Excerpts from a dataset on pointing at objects
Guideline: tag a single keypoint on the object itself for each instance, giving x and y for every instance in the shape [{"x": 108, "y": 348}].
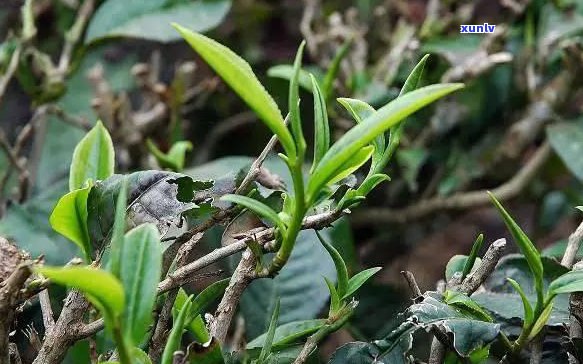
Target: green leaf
[
  {"x": 411, "y": 83},
  {"x": 93, "y": 158},
  {"x": 567, "y": 141},
  {"x": 567, "y": 283},
  {"x": 139, "y": 356},
  {"x": 321, "y": 126},
  {"x": 466, "y": 304},
  {"x": 286, "y": 72},
  {"x": 153, "y": 196},
  {"x": 238, "y": 74},
  {"x": 473, "y": 255},
  {"x": 358, "y": 280},
  {"x": 352, "y": 164},
  {"x": 528, "y": 312},
  {"x": 294, "y": 101},
  {"x": 118, "y": 230},
  {"x": 69, "y": 218},
  {"x": 528, "y": 249},
  {"x": 150, "y": 19},
  {"x": 541, "y": 321},
  {"x": 258, "y": 207},
  {"x": 268, "y": 342},
  {"x": 102, "y": 288},
  {"x": 332, "y": 72},
  {"x": 341, "y": 271},
  {"x": 140, "y": 269},
  {"x": 457, "y": 263},
  {"x": 175, "y": 337},
  {"x": 174, "y": 159},
  {"x": 288, "y": 334},
  {"x": 362, "y": 134},
  {"x": 334, "y": 297}
]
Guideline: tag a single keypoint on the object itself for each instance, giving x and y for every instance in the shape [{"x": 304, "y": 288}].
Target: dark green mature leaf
[
  {"x": 530, "y": 252},
  {"x": 150, "y": 19},
  {"x": 175, "y": 337},
  {"x": 358, "y": 280},
  {"x": 268, "y": 342},
  {"x": 238, "y": 74},
  {"x": 69, "y": 218},
  {"x": 257, "y": 207},
  {"x": 468, "y": 333},
  {"x": 302, "y": 296},
  {"x": 152, "y": 197},
  {"x": 321, "y": 126},
  {"x": 567, "y": 141},
  {"x": 102, "y": 288},
  {"x": 140, "y": 269},
  {"x": 93, "y": 158},
  {"x": 341, "y": 271},
  {"x": 376, "y": 124},
  {"x": 288, "y": 334}
]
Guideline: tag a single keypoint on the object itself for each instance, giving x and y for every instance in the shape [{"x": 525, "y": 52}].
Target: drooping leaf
[
  {"x": 69, "y": 218},
  {"x": 294, "y": 101},
  {"x": 93, "y": 158},
  {"x": 174, "y": 159},
  {"x": 527, "y": 307},
  {"x": 286, "y": 71},
  {"x": 150, "y": 19},
  {"x": 567, "y": 141},
  {"x": 363, "y": 133},
  {"x": 358, "y": 280},
  {"x": 140, "y": 269},
  {"x": 321, "y": 126},
  {"x": 101, "y": 288},
  {"x": 288, "y": 334},
  {"x": 530, "y": 252},
  {"x": 175, "y": 337},
  {"x": 238, "y": 74},
  {"x": 341, "y": 271},
  {"x": 457, "y": 263},
  {"x": 268, "y": 342},
  {"x": 352, "y": 164},
  {"x": 152, "y": 197},
  {"x": 258, "y": 207}
]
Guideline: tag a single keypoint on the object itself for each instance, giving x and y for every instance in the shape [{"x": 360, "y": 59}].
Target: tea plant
[{"x": 133, "y": 267}]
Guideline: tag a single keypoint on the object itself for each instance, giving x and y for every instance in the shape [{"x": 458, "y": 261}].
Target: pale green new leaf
[
  {"x": 321, "y": 126},
  {"x": 175, "y": 337},
  {"x": 341, "y": 271},
  {"x": 257, "y": 207},
  {"x": 101, "y": 287},
  {"x": 294, "y": 101},
  {"x": 266, "y": 349},
  {"x": 354, "y": 163},
  {"x": 140, "y": 269},
  {"x": 376, "y": 124},
  {"x": 93, "y": 158},
  {"x": 174, "y": 159},
  {"x": 69, "y": 218},
  {"x": 527, "y": 248},
  {"x": 359, "y": 279},
  {"x": 528, "y": 312},
  {"x": 238, "y": 74}
]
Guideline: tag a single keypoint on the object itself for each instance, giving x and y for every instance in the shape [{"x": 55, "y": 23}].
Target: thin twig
[{"x": 458, "y": 201}]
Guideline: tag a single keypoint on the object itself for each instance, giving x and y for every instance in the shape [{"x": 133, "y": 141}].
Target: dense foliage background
[{"x": 515, "y": 130}]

## Short exercise
Pull out each line in the items above that contains the word "giving", treating uppercase and lowercase as different.

## Finished task
Guideline: tag a single keypoint on the object itself for each instance, giving x and y for every instance in the shape [{"x": 108, "y": 348}].
Guideline: tag a single keypoint on the object itself for each instance, giving x and y for every instance in the shape [{"x": 304, "y": 288}].
Guideline: tag a single keypoint on the object itself for each instance, giving x and y for every instance in the shape [{"x": 525, "y": 52}].
Guideline: tag a single keypoint on the object itself for each instance, giving x and y for every instance in the shape [{"x": 360, "y": 59}].
Guideline: tag a single keypoint on the object itself for each instance, giving x and y for every instance in the shape [{"x": 458, "y": 261}].
Guideline: tag a single keypoint on the object itself for each instance, giving x and y for every instance in the shape [{"x": 55, "y": 23}].
Guideline: tag a single keypoint on the object itself for each instance, giving x and y for every instance in the shape [{"x": 133, "y": 141}].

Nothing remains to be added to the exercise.